- **WHAT IS NEEDED**:
Pull out every line of the listing below and reproduce each one verbatim, keeping the original order.

- **THE INPUT**:
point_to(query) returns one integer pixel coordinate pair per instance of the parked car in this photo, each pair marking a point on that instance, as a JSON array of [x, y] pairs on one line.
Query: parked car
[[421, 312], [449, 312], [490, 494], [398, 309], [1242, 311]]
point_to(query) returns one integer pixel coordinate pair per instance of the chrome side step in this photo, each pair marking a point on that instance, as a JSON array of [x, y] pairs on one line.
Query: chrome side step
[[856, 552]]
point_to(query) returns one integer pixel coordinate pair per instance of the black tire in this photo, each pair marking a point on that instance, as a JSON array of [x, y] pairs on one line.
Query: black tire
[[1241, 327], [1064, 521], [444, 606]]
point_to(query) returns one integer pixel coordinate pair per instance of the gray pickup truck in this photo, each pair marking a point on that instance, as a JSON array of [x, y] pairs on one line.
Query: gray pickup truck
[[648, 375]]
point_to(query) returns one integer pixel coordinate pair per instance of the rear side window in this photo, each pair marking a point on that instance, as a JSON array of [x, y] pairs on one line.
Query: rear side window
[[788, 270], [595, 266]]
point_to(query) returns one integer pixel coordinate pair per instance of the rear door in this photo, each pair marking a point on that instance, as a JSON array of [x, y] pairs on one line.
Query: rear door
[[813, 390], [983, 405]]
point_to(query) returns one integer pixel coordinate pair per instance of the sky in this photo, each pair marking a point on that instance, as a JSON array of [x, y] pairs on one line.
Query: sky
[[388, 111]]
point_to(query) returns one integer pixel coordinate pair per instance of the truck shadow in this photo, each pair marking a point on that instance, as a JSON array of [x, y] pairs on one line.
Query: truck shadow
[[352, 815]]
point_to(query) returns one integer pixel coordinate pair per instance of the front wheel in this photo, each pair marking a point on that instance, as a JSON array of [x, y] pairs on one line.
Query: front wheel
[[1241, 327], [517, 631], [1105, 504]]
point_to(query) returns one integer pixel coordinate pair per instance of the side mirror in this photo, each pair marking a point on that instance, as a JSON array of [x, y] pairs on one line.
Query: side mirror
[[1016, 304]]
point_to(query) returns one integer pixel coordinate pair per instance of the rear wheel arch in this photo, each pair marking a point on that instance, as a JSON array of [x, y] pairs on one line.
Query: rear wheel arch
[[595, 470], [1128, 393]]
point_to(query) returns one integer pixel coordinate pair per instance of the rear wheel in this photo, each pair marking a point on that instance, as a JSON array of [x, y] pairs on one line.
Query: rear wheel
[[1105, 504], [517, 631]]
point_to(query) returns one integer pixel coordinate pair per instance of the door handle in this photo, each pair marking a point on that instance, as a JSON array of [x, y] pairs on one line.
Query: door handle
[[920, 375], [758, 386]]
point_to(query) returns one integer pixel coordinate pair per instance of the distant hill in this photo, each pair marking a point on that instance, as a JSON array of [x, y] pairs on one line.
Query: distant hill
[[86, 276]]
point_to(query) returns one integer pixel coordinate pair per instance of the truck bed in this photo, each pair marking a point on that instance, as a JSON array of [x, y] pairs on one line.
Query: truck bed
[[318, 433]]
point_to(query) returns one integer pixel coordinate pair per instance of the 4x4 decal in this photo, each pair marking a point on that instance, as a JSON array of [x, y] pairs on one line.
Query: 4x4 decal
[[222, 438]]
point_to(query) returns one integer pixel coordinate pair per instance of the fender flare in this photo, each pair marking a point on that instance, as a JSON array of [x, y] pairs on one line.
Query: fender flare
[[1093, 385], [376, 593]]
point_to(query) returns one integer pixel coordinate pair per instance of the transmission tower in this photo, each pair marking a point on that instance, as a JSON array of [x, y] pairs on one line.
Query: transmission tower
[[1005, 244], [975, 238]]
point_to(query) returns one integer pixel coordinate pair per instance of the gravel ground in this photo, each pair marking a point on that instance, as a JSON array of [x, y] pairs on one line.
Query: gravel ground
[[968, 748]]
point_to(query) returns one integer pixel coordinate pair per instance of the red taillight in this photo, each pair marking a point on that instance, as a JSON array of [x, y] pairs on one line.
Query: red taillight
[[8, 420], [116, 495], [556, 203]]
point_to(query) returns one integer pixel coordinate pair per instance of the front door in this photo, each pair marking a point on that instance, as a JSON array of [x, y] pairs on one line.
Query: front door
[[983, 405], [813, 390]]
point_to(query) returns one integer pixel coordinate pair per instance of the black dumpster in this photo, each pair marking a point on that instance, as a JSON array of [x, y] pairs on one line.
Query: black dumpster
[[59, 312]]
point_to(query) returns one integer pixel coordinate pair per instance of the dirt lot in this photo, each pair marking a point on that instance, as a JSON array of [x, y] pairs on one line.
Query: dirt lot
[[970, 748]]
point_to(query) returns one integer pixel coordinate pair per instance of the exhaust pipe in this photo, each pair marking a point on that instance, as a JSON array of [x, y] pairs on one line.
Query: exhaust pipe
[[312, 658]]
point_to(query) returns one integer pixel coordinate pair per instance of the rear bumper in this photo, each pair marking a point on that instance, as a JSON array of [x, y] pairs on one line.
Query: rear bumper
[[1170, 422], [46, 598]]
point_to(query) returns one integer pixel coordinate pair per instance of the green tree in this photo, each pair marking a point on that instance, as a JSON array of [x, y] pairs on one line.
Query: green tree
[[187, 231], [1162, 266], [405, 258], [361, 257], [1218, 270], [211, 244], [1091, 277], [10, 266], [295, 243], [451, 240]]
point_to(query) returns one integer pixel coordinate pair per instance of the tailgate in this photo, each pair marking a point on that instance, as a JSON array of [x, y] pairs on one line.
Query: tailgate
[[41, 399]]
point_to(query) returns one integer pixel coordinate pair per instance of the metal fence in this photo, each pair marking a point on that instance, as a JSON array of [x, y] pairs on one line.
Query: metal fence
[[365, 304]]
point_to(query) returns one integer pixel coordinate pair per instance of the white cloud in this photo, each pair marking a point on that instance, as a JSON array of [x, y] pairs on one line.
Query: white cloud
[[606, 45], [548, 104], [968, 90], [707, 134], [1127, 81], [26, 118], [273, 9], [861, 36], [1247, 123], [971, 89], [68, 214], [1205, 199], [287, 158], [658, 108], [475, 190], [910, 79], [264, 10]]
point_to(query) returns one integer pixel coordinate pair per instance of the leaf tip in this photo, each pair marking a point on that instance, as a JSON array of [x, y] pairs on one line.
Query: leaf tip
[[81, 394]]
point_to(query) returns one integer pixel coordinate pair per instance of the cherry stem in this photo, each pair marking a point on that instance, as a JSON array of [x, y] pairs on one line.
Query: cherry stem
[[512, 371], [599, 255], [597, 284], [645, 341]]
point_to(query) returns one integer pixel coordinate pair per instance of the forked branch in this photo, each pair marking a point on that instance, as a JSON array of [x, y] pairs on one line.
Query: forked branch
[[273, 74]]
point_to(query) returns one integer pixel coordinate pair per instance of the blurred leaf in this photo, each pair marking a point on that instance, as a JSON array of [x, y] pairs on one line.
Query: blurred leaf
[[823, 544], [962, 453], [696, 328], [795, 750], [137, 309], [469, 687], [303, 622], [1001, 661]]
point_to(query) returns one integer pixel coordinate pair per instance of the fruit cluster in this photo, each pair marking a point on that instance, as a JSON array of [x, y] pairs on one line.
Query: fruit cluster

- **SOLUTION**:
point_to(query) returns one integer pixel coordinate pair per instance of the parked car in this photo, each pair marking a point on that instance, as a JSON array of [x, y] pairs on one line.
Query: parked car
[[421, 312], [449, 312], [490, 494], [398, 309], [1242, 311]]
point_to(query) returns one integer pixel coordinate pair per instance of the chrome side step in this photo, each pair marking a point on that instance, as a JSON array of [x, y] pairs on one line.
Query: chrome side step
[[856, 552]]
point_to(query) returns one integer pixel coordinate pair per instance of the black tire in this photo, each pair marking a point on that instance, as a JSON array of [x, y] pairs on one line.
Query: black tire
[[1241, 327], [1064, 521], [444, 606]]
point_to(query) returns one integer pixel coordinate pair per instance of the gray pickup truck in this photo, each pair marking a point on that instance, as a JSON array of [x, y] pairs on one line.
Query: gray pickup truck
[[648, 375]]
point_to(query) returns one integer pixel coordinate pair per instance of the rear side window in this photo, each pair marking a point on that instance, as a JSON array of [x, y] pairs on one line.
Query: rear side window
[[788, 270], [595, 266]]
point_to(query) returns one integer pixel coordinate pair per instance of the rear door in this photo, each pair marking a point on that instance, as a JSON array of [x, y] pairs on one line.
Query: rear door
[[813, 390], [983, 405]]
point_to(query) returns one integer pixel coordinate pair per instance of the sky in this photo, each pair marking a point on that instance, as a JSON array of [x, y] pairs on one line.
Query: sky
[[388, 111]]
point_to(query) returns one integer pixel coordinate pair per instance of the truck shadow in this photo, each pair marking a point on that instance, as a JSON array of [x, y] pairs on one line.
Query: truck shadow
[[352, 815]]
point_to(query) returns one integer pixel coordinate pair per instance of the front wheel in this photo, each pair marking a point on that instance, as a JSON array of [x, y] pairs on one line.
Query: front wheel
[[1241, 327], [517, 631], [1105, 504]]
point_to(query) returns one integer pixel coordinate pair per instance of the side mirror in this photo, each pair marking a point on that instance, as a JSON array of [x, y] pairs on one line.
Query: side mirror
[[1016, 304]]
point_to(query) returns one integer pixel coordinate pair per instance of the rear wheel arch in this photo, each pair marking a point on that instance, as a JSON array of [x, y] pairs on one line.
Query: rear wheel arch
[[595, 470], [1128, 393]]
point_to(query) returns one integer pixel coordinate pair per instance of the rear wheel in this photo, each pair marking a point on that instance, as a JSON array of [x, y] pairs on one line.
Query: rear wheel
[[1105, 504], [517, 631]]
point_to(query) returns one integer pixel coordinate pair per instance of the door handle in this photo, each pair marking a point on that instance, as a JSON array of [x, y] pairs on one line.
Query: door handle
[[920, 375], [758, 386]]
point_to(query) returns one integer pixel coordinate pair per instance of the distant hill in this photo, each pair marking a point on that instance, as a JSON array of [x, y] pairs on one line.
Query: distant hill
[[86, 276]]
point_to(query) returns one integer pixel coordinate pair per instance of the truck bed in this photo, each pair marking a point on that instance, as a JSON array of [x, y] pairs on one line.
Query: truck bed
[[318, 433]]
point_to(query) returns one integer pixel coordinate pair per instance of the 4x4 decal in this photo, each pair marking a point on that instance, as a JSON array of [x, y] pairs on one line.
Query: 4x4 decal
[[222, 438]]
point_to(query) returns one integer pixel coordinate pair per instance of the fender flare in this photo, each pair marking a point on that instance, as a JSON array of [x, y] pairs on one line.
Query: fender flare
[[1093, 385], [376, 593]]
point_to(query) returns one integer pixel coordinate pair per instance of the transmission tower in this photo, each pair marking a point on that instance, as a JSON array of [x, y] pairs on one line.
Query: transmission tower
[[1005, 244], [975, 238]]
point_to(query) returns one integer pixel coordinate pair per instance of the gravel ground in this photo, each pair marking a point on that instance, as a JSON array of [x, y] pairs on one line.
Query: gravel ground
[[968, 748]]
point_to(query) returns one integer pixel coordinate pair per instance of the red taillight in this photo, each pair marking a point on that instance, as a JSON array of [x, y] pairs on one line.
Query: red taillight
[[8, 420], [116, 495], [556, 203]]
point_to(query) returns one integer pixel coordinate pair per instance of the front door in this photo, each pair marking a point on that instance, as a JSON array of [x, y] pairs on one line.
Query: front door
[[983, 405], [813, 390]]
point_to(query) returns one integer pixel coordinate pair per instance of the black dumpster in this photo, each pair marking a point on that instance, as a JSON array of [x, y] pairs on one line.
Query: black dumpster
[[59, 312]]
point_to(query) returns one integer pixel coordinate pair per instance of the dirt lot in this photo, each pair marking a point on that instance, as a JSON array of [x, y] pairs on one line.
Query: dirt lot
[[970, 748]]
point_to(query) returns one integer pixel coordinate pair per instance of the exhaust pipe in this photo, each pair marking a point on that instance, as a JSON array of [x, y] pairs on one line.
Query: exhaust pipe
[[312, 658]]
point_to(query) returns one integer pixel coordinate pair per instance of the rear bumper in this photo, each pair marking a point on that instance, as a JSON array of [x, y] pairs on one line.
Query: rear bumper
[[1170, 422], [46, 598]]
point_to(query) returns one integer pixel coordinate pair per instance of the green tree in this photo, each pair marking a point on that instance, as a JSON array of [x, y] pairs on one line.
Query: green tree
[[187, 231], [1162, 266], [405, 258], [361, 257], [1218, 270], [211, 244], [1091, 277], [10, 266], [295, 243], [451, 240]]
point_to(query) returns one integer pixel coordinate pair per instance of the tailgate in this photo, each pair marking a point on that instance, as a JSON array of [x, y] pairs on one line.
Query: tailgate
[[41, 399]]
point_to(query) returns one integer pixel coordinate pair per instance of the metal fence in this photo, each pair marking a point on that instance, as a JSON array of [x, y] pairs on one line.
Query: metal fence
[[365, 304]]
point_to(query) returns one integer pixel coordinate pair per instance of the white cloud in this photo, each pair marking a point on that instance, as a JSON array of [x, y] pairs on one line.
Query: white cloud
[[606, 45], [548, 104], [968, 90], [707, 134], [1127, 81], [26, 118], [273, 9], [861, 36], [1247, 123], [971, 89], [68, 214], [1205, 199], [287, 158], [658, 108], [475, 190], [910, 79], [264, 10]]
point_to(query) returns one integer pixel coordinate pair per instance of the leaf tip in this photo, each pair marking a point on that instance, as a JSON array of [x, y] pairs on one line.
Query: leaf tip
[[81, 394]]
point_to(query) returns one integer pixel coordinate pair per instance of the cherry stem in this photo, each pair marking a point on that instance, as a JSON array of [x, y] pairs on one line.
Query: cherry stem
[[512, 371], [599, 255], [597, 284], [645, 341]]
point_to(query) returns one integer pixel coordinate pair per instance of the forked branch in this photo, each pair marking a point on that instance, as a JSON array of [x, y] pairs on one line.
Query: forked branch
[[273, 74]]
point_to(query) returns one integer pixel coordinate pair per instance of the blurred leaf in this photo, each pair marking a point on that instance, as a JSON array of [x, y] pairs on one line.
Query: blurred leaf
[[823, 544], [962, 453], [696, 328], [795, 750], [137, 309], [469, 687], [303, 622], [1001, 661]]
point_to(query) returns one integer pixel coordinate pair per instance of the fruit cluster in this photo, each pair marking a point on that instance, as a JSON array of [x, y] pairs on one line.
Query: fruit cluster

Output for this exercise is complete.